# [INSTRUÇÕES DO EXERCÍCIO]
Reescreva o trecho das entradas abaixo que começa na linha que contém "Player-spacing review: tag the window frame" e termina no fim das entradas, incluindo os pedidos. Multiplique por 0,25 as coordenadas das respostas e arredonde para números inteiros, com as metades para cima, sem alterar as coordenadas das amostras de formato dos pedidos.
■ ■ ■ ■
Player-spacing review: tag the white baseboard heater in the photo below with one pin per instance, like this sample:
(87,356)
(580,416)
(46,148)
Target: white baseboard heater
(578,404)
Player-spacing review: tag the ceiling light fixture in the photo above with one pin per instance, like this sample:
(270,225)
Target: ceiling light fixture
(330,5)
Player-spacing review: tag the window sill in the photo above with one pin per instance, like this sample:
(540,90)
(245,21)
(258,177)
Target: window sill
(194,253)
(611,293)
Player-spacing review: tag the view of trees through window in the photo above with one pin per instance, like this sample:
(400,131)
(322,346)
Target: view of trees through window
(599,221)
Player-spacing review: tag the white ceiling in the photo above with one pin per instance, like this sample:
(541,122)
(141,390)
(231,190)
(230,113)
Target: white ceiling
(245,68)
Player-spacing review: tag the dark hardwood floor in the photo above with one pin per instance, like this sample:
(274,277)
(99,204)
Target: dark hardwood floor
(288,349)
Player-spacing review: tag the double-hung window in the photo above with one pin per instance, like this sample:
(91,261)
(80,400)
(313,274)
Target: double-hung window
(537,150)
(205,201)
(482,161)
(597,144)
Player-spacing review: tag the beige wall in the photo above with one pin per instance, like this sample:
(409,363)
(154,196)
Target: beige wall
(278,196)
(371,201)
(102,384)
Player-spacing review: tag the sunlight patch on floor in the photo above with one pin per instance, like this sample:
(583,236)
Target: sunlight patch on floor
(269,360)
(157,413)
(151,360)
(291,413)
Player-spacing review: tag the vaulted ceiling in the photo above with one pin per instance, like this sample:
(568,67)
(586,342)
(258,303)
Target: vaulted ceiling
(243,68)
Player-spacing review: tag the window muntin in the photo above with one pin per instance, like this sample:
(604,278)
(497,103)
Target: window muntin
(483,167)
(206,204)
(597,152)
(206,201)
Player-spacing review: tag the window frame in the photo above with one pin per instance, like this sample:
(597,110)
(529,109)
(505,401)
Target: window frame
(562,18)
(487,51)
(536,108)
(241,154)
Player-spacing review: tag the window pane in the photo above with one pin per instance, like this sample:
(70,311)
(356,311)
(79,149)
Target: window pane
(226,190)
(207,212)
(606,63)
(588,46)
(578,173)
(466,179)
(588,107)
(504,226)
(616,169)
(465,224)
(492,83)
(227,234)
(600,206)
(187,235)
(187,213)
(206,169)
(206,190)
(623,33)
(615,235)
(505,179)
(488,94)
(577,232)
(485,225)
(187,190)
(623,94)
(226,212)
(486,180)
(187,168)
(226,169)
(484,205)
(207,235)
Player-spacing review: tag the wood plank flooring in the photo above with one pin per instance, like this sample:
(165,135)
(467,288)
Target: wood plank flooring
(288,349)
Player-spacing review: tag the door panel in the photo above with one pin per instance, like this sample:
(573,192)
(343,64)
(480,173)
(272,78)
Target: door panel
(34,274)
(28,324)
■ ■ ■ ■
# [TAREFA CONCLUÍDA]
Player-spacing review: tag the window frame in the photo above with one pin per instance, like this sample:
(597,110)
(529,109)
(505,401)
Target: window frame
(141,5)
(122,13)
(134,27)
(60,39)
Player-spacing review: tag the window pane in the photo above with one pin per instance, like this sample:
(70,311)
(356,311)
(79,149)
Target: window pane
(57,48)
(52,53)
(152,16)
(147,12)
(145,43)
(117,45)
(147,27)
(126,57)
(154,42)
(116,56)
(123,21)
(57,59)
(150,52)
(47,59)
(47,53)
(52,42)
(52,48)
(156,8)
(154,59)
(126,45)
(122,24)
(144,58)
(121,56)
(47,48)
(156,24)
(57,53)
(122,45)
(47,42)
(57,42)
(121,51)
(52,59)
Player-spacing review: tag the wood plank flooring in the photo above with one pin per instance, like this sample:
(165,135)
(467,288)
Target: wood plank flooring
(72,87)
Player-spacing review: tag the door panel in the photo above with one pin per instance, like this sample:
(573,192)
(343,64)
(480,173)
(272,78)
Target: door panel
(9,69)
(7,81)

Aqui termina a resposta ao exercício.